## Start

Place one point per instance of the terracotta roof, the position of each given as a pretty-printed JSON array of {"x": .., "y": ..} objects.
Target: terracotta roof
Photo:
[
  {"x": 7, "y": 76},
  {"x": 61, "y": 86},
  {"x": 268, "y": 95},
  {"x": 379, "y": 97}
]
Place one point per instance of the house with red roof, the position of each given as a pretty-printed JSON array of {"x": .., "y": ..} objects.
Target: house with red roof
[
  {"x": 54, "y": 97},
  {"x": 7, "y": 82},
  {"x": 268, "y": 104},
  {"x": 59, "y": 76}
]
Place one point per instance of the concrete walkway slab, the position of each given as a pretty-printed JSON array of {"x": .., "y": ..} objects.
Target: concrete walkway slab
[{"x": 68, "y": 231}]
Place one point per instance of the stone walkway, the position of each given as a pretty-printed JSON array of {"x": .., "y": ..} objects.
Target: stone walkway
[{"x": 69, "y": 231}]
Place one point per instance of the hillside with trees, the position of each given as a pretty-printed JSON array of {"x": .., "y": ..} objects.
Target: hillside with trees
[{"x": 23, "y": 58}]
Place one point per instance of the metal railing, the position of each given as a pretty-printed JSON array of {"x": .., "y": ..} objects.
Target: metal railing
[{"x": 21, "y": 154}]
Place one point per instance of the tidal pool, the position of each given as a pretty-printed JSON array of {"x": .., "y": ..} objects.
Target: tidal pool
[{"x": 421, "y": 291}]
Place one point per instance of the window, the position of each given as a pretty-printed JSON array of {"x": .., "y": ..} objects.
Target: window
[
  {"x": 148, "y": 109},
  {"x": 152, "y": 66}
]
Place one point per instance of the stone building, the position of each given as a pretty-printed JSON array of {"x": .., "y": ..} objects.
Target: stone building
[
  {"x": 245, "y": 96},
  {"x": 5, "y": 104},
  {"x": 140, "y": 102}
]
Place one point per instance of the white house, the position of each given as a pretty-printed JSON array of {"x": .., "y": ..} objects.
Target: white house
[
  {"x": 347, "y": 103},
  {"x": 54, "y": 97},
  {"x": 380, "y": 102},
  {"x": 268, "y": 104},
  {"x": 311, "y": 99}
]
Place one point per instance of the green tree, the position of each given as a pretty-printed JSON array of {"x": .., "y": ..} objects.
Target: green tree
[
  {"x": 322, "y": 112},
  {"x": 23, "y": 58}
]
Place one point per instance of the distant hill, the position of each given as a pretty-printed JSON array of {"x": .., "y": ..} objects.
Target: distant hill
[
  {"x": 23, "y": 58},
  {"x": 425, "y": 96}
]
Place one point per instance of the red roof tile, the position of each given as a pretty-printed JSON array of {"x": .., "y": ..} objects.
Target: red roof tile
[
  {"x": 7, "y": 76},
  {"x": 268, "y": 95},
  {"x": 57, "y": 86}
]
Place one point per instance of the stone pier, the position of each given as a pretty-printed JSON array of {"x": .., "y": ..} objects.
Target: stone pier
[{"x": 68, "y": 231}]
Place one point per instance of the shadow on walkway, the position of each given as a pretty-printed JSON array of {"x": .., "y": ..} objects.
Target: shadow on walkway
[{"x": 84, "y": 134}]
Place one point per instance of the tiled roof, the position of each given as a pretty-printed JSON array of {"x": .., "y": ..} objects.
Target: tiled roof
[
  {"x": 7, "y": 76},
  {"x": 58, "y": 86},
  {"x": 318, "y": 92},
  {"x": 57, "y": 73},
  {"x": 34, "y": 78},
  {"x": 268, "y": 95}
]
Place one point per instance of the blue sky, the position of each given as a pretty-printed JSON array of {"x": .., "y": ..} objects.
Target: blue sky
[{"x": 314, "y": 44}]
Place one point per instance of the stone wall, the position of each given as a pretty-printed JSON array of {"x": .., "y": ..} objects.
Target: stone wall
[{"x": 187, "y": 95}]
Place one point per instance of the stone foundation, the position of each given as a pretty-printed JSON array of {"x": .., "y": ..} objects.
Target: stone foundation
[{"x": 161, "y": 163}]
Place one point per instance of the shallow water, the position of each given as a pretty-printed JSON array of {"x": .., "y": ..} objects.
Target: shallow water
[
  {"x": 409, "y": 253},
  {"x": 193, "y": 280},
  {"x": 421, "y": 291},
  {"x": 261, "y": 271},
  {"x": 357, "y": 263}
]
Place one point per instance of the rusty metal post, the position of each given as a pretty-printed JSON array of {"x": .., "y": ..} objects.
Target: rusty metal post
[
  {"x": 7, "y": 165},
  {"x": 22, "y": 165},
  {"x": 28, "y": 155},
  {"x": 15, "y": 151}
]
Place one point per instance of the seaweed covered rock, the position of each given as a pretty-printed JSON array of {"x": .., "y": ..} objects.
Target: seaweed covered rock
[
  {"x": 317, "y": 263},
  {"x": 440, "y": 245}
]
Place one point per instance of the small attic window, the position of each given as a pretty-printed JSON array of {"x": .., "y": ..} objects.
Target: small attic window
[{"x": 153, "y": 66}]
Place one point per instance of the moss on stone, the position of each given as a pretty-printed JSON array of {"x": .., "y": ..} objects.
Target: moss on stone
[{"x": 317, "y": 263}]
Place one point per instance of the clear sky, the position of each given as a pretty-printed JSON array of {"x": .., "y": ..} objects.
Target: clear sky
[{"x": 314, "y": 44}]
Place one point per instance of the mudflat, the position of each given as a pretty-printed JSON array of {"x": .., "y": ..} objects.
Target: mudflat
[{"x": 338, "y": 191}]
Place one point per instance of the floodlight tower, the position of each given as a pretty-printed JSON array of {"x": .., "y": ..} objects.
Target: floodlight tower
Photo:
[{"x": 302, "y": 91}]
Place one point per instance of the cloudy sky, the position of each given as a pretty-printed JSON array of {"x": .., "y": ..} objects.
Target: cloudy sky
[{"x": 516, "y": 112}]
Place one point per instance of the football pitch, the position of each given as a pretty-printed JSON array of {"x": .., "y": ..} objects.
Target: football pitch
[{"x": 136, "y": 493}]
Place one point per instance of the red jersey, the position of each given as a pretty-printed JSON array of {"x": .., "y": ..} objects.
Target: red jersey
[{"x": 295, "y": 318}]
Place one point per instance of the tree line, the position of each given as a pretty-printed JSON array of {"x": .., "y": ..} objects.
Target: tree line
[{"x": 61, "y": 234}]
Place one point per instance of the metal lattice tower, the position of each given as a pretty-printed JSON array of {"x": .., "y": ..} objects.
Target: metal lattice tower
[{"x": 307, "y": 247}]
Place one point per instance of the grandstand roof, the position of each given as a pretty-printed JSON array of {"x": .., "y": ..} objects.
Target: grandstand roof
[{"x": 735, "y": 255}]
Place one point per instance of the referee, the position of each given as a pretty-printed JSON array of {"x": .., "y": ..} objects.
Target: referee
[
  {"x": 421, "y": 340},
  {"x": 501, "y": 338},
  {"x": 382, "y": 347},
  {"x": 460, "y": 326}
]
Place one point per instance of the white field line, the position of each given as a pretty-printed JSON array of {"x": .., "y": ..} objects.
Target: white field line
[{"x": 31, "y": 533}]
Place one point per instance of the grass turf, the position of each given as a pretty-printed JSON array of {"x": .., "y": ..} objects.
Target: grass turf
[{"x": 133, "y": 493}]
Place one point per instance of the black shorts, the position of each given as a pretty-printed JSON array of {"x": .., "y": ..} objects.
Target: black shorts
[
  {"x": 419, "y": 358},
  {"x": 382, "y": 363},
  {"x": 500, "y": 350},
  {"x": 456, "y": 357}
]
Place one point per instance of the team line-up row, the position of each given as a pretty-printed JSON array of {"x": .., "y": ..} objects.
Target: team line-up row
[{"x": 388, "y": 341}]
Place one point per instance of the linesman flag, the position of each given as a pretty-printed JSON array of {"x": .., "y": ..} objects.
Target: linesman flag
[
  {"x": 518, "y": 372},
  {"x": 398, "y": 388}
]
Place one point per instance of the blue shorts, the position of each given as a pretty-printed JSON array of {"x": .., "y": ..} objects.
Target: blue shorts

## End

## WHAT YOU SHOULD DO:
Reproduce, word for word, only the lines from the one that contains "Place one point per instance of the white field" through the final line.

## EXERCISE RESPONSE:
Place one point per instance of the white field line, the position of each given as a pretty-printed JSON array of {"x": .., "y": ..} objects.
Target: white field line
[{"x": 31, "y": 533}]
Place one point per instance of the grass turf, the position of each given as a pretty-printed JSON array of {"x": .., "y": ..} objects.
Target: grass turf
[{"x": 133, "y": 493}]
Place one point per instance of the black shorts, the position of each given as a pretty-printed JSON array of {"x": .., "y": ..} objects.
Target: black shorts
[
  {"x": 419, "y": 358},
  {"x": 382, "y": 363},
  {"x": 500, "y": 350},
  {"x": 456, "y": 357}
]
Place one point per instance of the team line-up row, the position of each given as a pretty-printed JSON array of {"x": .., "y": ..} objects.
Target: team line-up row
[{"x": 388, "y": 341}]
Place one point per instance of the linesman flag, the position of each given as a pretty-printed JSON array of {"x": .., "y": ..} objects.
Target: linesman flag
[
  {"x": 518, "y": 372},
  {"x": 398, "y": 388}
]
Place one point per instance of the blue shorts, the position of each given as a pretty-printed JSON array of {"x": .., "y": ..} objects.
Target: blue shorts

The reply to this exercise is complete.